***** TEXTO PARA ANALIZAR
«Cuando estaba embarazada de nuestro segundo hijo, me dijeron que el bebé tenía una enfermedad rara. Podía morir pronto. Para fortalecerme, buscaba textos en mi Biblia «al azar». Varias veces llegué al capítulo 5 de la epístola a los Romanos, versículos 1 a 11. Lo vi como una señal de Dios para recordarme que no estaba sola frente a esta terrible prueba.
Dicho texto fue mi salvavidas, saqué fuerzas de él. Las palabras paciencia y esperanza llenaron mi corazón y mi mente. Este texto describía las etapas que me harían crecer a lo largo de esta dolorosa prueba. Durante los pocos días de vida de mi hijo, estas palabras fueron aún más intensas, como una marca indeleble, un hilo rojo que me unía a Dios. Sentí la profunda ternura de Dios hacia mí, hacia mi marido y hacia nuestro hijo. Eran como un suave rocío sobre un profundo dolor.
**********
APLICA LO LEÍDO:
1. En el testimonio sobre el embarazo, ¿a qué pasaje de la Biblia llegó varias veces quien narra?
2. Prosigue el testimonio sobre el embarazo a partir de su última oración.
Las filas provienen de otra fuente.
***** MATERIAL DE ESTUDIO
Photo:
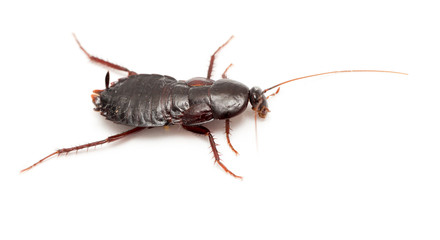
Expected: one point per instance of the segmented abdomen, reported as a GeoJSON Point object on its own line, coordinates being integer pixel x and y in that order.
{"type": "Point", "coordinates": [144, 100]}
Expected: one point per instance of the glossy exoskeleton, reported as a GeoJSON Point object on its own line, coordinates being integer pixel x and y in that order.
{"type": "Point", "coordinates": [152, 100]}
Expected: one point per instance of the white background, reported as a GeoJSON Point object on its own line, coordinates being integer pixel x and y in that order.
{"type": "Point", "coordinates": [345, 156]}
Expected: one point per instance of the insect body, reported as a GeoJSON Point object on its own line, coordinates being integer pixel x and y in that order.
{"type": "Point", "coordinates": [151, 100]}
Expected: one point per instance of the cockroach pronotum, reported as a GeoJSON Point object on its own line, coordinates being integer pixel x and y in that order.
{"type": "Point", "coordinates": [152, 100]}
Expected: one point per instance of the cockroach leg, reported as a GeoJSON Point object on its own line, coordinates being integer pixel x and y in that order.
{"type": "Point", "coordinates": [92, 144]}
{"type": "Point", "coordinates": [211, 63]}
{"type": "Point", "coordinates": [104, 62]}
{"type": "Point", "coordinates": [226, 70]}
{"type": "Point", "coordinates": [205, 131]}
{"type": "Point", "coordinates": [228, 128]}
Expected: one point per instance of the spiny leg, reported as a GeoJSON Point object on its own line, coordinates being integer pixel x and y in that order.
{"type": "Point", "coordinates": [92, 144]}
{"type": "Point", "coordinates": [104, 62]}
{"type": "Point", "coordinates": [226, 70]}
{"type": "Point", "coordinates": [211, 63]}
{"type": "Point", "coordinates": [205, 131]}
{"type": "Point", "coordinates": [228, 128]}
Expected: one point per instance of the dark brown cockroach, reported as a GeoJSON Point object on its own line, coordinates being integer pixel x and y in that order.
{"type": "Point", "coordinates": [151, 100]}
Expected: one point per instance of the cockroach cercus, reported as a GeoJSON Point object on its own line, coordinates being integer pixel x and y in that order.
{"type": "Point", "coordinates": [145, 101]}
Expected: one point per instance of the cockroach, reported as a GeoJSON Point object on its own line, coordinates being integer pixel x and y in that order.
{"type": "Point", "coordinates": [144, 101]}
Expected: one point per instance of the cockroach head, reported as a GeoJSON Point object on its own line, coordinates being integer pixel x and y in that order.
{"type": "Point", "coordinates": [258, 101]}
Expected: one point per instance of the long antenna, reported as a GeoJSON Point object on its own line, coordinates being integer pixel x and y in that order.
{"type": "Point", "coordinates": [342, 71]}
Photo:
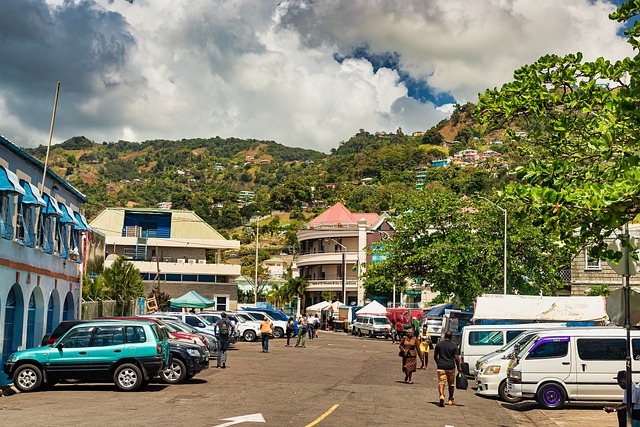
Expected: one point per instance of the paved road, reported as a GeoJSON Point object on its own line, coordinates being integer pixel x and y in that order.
{"type": "Point", "coordinates": [337, 380]}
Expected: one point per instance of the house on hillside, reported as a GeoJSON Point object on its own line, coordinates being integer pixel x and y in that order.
{"type": "Point", "coordinates": [174, 248]}
{"type": "Point", "coordinates": [326, 239]}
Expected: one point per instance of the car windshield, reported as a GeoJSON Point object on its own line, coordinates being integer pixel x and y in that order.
{"type": "Point", "coordinates": [180, 326]}
{"type": "Point", "coordinates": [205, 321]}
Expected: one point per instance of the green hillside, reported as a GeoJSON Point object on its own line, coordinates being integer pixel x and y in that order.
{"type": "Point", "coordinates": [207, 175]}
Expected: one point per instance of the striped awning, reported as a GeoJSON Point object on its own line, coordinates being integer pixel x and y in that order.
{"type": "Point", "coordinates": [51, 207]}
{"type": "Point", "coordinates": [67, 215]}
{"type": "Point", "coordinates": [9, 182]}
{"type": "Point", "coordinates": [32, 194]}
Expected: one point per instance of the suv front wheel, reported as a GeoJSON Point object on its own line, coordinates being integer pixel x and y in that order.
{"type": "Point", "coordinates": [27, 378]}
{"type": "Point", "coordinates": [128, 377]}
{"type": "Point", "coordinates": [175, 373]}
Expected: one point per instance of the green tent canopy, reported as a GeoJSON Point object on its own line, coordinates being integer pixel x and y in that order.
{"type": "Point", "coordinates": [192, 299]}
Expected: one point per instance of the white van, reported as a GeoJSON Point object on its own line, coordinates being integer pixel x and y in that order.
{"type": "Point", "coordinates": [491, 369]}
{"type": "Point", "coordinates": [479, 340]}
{"type": "Point", "coordinates": [572, 364]}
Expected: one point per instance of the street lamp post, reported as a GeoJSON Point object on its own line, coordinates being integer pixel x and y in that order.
{"type": "Point", "coordinates": [255, 283]}
{"type": "Point", "coordinates": [504, 290]}
{"type": "Point", "coordinates": [344, 269]}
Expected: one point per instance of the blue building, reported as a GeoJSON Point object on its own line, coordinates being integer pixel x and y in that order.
{"type": "Point", "coordinates": [42, 231]}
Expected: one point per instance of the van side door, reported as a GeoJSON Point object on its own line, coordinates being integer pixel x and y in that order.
{"type": "Point", "coordinates": [599, 359]}
{"type": "Point", "coordinates": [549, 359]}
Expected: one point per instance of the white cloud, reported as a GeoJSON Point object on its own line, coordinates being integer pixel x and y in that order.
{"type": "Point", "coordinates": [265, 69]}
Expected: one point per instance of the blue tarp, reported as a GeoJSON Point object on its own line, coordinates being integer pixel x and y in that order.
{"type": "Point", "coordinates": [32, 195]}
{"type": "Point", "coordinates": [9, 182]}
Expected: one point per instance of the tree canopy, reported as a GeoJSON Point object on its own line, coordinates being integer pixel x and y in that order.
{"type": "Point", "coordinates": [582, 157]}
{"type": "Point", "coordinates": [454, 244]}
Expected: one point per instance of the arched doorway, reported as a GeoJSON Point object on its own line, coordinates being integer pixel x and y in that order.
{"type": "Point", "coordinates": [68, 310]}
{"type": "Point", "coordinates": [31, 321]}
{"type": "Point", "coordinates": [13, 319]}
{"type": "Point", "coordinates": [53, 311]}
{"type": "Point", "coordinates": [35, 318]}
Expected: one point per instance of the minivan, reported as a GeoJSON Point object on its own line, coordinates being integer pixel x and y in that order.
{"type": "Point", "coordinates": [572, 364]}
{"type": "Point", "coordinates": [491, 369]}
{"type": "Point", "coordinates": [372, 326]}
{"type": "Point", "coordinates": [479, 340]}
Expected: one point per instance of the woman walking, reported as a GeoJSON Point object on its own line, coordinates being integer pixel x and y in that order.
{"type": "Point", "coordinates": [425, 344]}
{"type": "Point", "coordinates": [290, 331]}
{"type": "Point", "coordinates": [302, 332]}
{"type": "Point", "coordinates": [409, 346]}
{"type": "Point", "coordinates": [266, 329]}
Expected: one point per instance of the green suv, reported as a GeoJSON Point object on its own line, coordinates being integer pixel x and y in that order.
{"type": "Point", "coordinates": [129, 353]}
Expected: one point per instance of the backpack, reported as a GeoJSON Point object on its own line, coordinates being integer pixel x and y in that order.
{"type": "Point", "coordinates": [223, 327]}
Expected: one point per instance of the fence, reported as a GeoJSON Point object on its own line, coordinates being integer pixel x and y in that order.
{"type": "Point", "coordinates": [108, 308]}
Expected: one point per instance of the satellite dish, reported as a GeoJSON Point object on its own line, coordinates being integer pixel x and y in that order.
{"type": "Point", "coordinates": [619, 267]}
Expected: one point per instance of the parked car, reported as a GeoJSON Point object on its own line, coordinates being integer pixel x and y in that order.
{"type": "Point", "coordinates": [491, 369]}
{"type": "Point", "coordinates": [479, 340]}
{"type": "Point", "coordinates": [279, 326]}
{"type": "Point", "coordinates": [276, 314]}
{"type": "Point", "coordinates": [577, 363]}
{"type": "Point", "coordinates": [128, 353]}
{"type": "Point", "coordinates": [372, 326]}
{"type": "Point", "coordinates": [186, 361]}
{"type": "Point", "coordinates": [249, 330]}
{"type": "Point", "coordinates": [189, 351]}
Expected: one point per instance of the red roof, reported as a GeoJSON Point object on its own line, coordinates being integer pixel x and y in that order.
{"type": "Point", "coordinates": [339, 214]}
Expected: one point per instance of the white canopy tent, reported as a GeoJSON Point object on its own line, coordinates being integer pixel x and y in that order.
{"type": "Point", "coordinates": [540, 308]}
{"type": "Point", "coordinates": [317, 308]}
{"type": "Point", "coordinates": [374, 307]}
{"type": "Point", "coordinates": [333, 307]}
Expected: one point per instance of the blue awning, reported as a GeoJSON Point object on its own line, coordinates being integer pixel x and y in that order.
{"type": "Point", "coordinates": [84, 225]}
{"type": "Point", "coordinates": [9, 182]}
{"type": "Point", "coordinates": [67, 215]}
{"type": "Point", "coordinates": [32, 194]}
{"type": "Point", "coordinates": [51, 207]}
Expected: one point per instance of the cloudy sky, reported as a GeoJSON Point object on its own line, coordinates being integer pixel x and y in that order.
{"type": "Point", "coordinates": [304, 73]}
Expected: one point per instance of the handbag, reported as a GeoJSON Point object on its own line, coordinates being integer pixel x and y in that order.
{"type": "Point", "coordinates": [461, 381]}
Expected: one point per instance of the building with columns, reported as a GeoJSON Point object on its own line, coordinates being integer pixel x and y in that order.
{"type": "Point", "coordinates": [43, 233]}
{"type": "Point", "coordinates": [335, 250]}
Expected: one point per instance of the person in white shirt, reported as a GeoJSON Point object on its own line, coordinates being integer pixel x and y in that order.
{"type": "Point", "coordinates": [621, 410]}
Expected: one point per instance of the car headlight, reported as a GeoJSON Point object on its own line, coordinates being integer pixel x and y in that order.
{"type": "Point", "coordinates": [492, 370]}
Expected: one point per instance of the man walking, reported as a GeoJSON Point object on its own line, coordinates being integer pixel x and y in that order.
{"type": "Point", "coordinates": [223, 331]}
{"type": "Point", "coordinates": [447, 357]}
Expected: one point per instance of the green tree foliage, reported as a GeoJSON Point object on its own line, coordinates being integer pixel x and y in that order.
{"type": "Point", "coordinates": [93, 289]}
{"type": "Point", "coordinates": [123, 280]}
{"type": "Point", "coordinates": [582, 163]}
{"type": "Point", "coordinates": [455, 244]}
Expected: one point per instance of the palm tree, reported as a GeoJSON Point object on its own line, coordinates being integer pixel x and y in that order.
{"type": "Point", "coordinates": [123, 281]}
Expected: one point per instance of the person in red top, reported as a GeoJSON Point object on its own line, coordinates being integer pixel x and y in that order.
{"type": "Point", "coordinates": [399, 330]}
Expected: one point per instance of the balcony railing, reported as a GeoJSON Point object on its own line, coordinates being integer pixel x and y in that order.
{"type": "Point", "coordinates": [330, 285]}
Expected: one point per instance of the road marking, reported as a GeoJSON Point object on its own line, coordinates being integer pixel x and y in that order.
{"type": "Point", "coordinates": [323, 416]}
{"type": "Point", "coordinates": [252, 418]}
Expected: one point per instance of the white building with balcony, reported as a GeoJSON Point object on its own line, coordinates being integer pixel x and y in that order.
{"type": "Point", "coordinates": [42, 250]}
{"type": "Point", "coordinates": [174, 248]}
{"type": "Point", "coordinates": [322, 243]}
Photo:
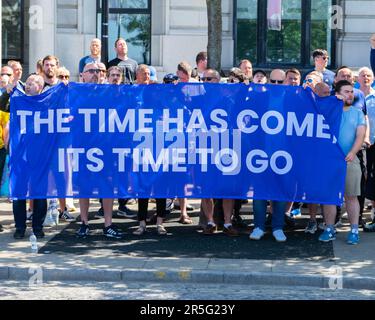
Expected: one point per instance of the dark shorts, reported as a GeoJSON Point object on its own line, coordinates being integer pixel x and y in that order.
{"type": "Point", "coordinates": [370, 183]}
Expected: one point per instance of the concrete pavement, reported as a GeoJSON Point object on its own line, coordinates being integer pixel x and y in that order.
{"type": "Point", "coordinates": [353, 266]}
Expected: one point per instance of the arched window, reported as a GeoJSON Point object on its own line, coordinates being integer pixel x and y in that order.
{"type": "Point", "coordinates": [282, 32]}
{"type": "Point", "coordinates": [12, 30]}
{"type": "Point", "coordinates": [131, 20]}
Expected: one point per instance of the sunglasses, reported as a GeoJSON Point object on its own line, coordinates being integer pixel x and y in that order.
{"type": "Point", "coordinates": [308, 81]}
{"type": "Point", "coordinates": [277, 81]}
{"type": "Point", "coordinates": [92, 71]}
{"type": "Point", "coordinates": [233, 80]}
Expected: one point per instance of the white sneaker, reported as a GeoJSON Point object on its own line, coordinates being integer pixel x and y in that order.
{"type": "Point", "coordinates": [49, 221]}
{"type": "Point", "coordinates": [257, 234]}
{"type": "Point", "coordinates": [279, 235]}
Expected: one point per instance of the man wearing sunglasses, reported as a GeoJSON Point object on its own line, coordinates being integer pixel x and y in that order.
{"type": "Point", "coordinates": [277, 76]}
{"type": "Point", "coordinates": [321, 60]}
{"type": "Point", "coordinates": [90, 74]}
{"type": "Point", "coordinates": [50, 66]}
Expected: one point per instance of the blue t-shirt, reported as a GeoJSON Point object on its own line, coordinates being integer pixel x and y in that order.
{"type": "Point", "coordinates": [350, 121]}
{"type": "Point", "coordinates": [360, 101]}
{"type": "Point", "coordinates": [370, 103]}
{"type": "Point", "coordinates": [86, 60]}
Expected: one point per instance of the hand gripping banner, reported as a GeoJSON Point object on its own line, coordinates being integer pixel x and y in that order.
{"type": "Point", "coordinates": [188, 140]}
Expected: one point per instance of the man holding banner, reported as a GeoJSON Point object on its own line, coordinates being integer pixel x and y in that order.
{"type": "Point", "coordinates": [351, 137]}
{"type": "Point", "coordinates": [91, 75]}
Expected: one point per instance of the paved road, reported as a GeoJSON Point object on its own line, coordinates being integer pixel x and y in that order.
{"type": "Point", "coordinates": [10, 290]}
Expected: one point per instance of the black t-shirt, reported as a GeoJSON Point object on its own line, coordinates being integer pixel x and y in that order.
{"type": "Point", "coordinates": [128, 66]}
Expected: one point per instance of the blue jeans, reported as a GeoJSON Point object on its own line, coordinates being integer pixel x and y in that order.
{"type": "Point", "coordinates": [278, 212]}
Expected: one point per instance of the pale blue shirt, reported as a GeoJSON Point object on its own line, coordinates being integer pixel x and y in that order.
{"type": "Point", "coordinates": [350, 121]}
{"type": "Point", "coordinates": [370, 103]}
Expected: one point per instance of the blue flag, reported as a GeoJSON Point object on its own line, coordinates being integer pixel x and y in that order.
{"type": "Point", "coordinates": [187, 140]}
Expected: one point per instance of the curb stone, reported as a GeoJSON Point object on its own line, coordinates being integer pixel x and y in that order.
{"type": "Point", "coordinates": [186, 276]}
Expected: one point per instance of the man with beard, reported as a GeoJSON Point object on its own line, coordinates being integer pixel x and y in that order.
{"type": "Point", "coordinates": [91, 75]}
{"type": "Point", "coordinates": [127, 65]}
{"type": "Point", "coordinates": [351, 137]}
{"type": "Point", "coordinates": [50, 66]}
{"type": "Point", "coordinates": [95, 50]}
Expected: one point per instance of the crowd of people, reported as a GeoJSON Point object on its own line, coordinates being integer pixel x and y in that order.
{"type": "Point", "coordinates": [357, 140]}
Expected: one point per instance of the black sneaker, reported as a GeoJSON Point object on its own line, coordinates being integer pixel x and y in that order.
{"type": "Point", "coordinates": [113, 232]}
{"type": "Point", "coordinates": [268, 222]}
{"type": "Point", "coordinates": [19, 234]}
{"type": "Point", "coordinates": [189, 207]}
{"type": "Point", "coordinates": [100, 213]}
{"type": "Point", "coordinates": [289, 221]}
{"type": "Point", "coordinates": [238, 222]}
{"type": "Point", "coordinates": [83, 231]}
{"type": "Point", "coordinates": [39, 234]}
{"type": "Point", "coordinates": [124, 211]}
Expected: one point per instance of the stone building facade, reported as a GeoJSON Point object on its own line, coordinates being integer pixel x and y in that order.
{"type": "Point", "coordinates": [178, 31]}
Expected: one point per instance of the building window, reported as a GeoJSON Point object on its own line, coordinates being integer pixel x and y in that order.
{"type": "Point", "coordinates": [12, 23]}
{"type": "Point", "coordinates": [131, 20]}
{"type": "Point", "coordinates": [282, 32]}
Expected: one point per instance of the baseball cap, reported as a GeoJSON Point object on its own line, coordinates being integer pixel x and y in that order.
{"type": "Point", "coordinates": [153, 75]}
{"type": "Point", "coordinates": [170, 77]}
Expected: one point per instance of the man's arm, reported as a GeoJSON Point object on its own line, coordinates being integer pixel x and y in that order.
{"type": "Point", "coordinates": [372, 54]}
{"type": "Point", "coordinates": [360, 136]}
{"type": "Point", "coordinates": [4, 102]}
{"type": "Point", "coordinates": [367, 135]}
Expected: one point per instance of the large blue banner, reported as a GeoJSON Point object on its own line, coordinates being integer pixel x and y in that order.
{"type": "Point", "coordinates": [187, 140]}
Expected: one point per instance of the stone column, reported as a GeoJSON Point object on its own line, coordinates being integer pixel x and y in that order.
{"type": "Point", "coordinates": [42, 26]}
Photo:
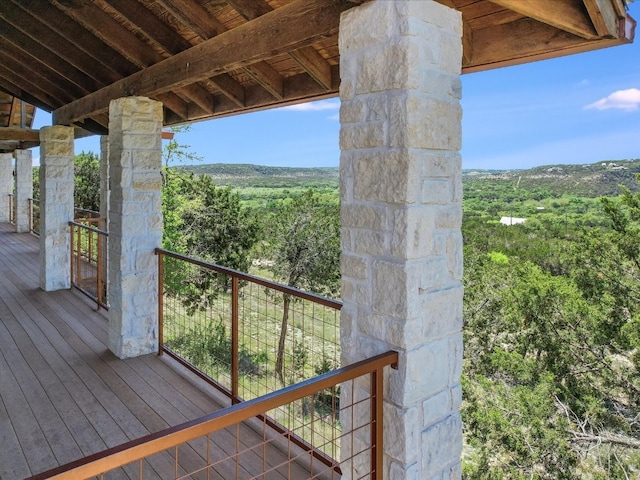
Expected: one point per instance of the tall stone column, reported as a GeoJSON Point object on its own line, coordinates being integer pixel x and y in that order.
{"type": "Point", "coordinates": [6, 185]}
{"type": "Point", "coordinates": [401, 194]}
{"type": "Point", "coordinates": [24, 189]}
{"type": "Point", "coordinates": [56, 206]}
{"type": "Point", "coordinates": [104, 178]}
{"type": "Point", "coordinates": [135, 224]}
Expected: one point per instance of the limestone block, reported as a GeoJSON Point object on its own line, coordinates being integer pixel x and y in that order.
**********
RESPUESTAS ESCRITAS:
1. Al capítulo 5 de la epístola a los Romanos, versículos 1 a 11.

2.
Cuando enterramos a nuestro hijo, leí este texto de la epístola a los Romanos como algo natural. Mi corazón se llenó extrañamente de la serenidad de Dios, que, gracias a estos versículos, había ocupado un lugar muy especial en mi corazón. La última frase: “La esperanza no avergüenza (no defrauda); porque el amor de Dios ha sido derramado en nuestros corazones…”, me llenó. A pesar del dolor de haber perdido a mi hijo, estaba segura de que nada podría separarme de ese amor».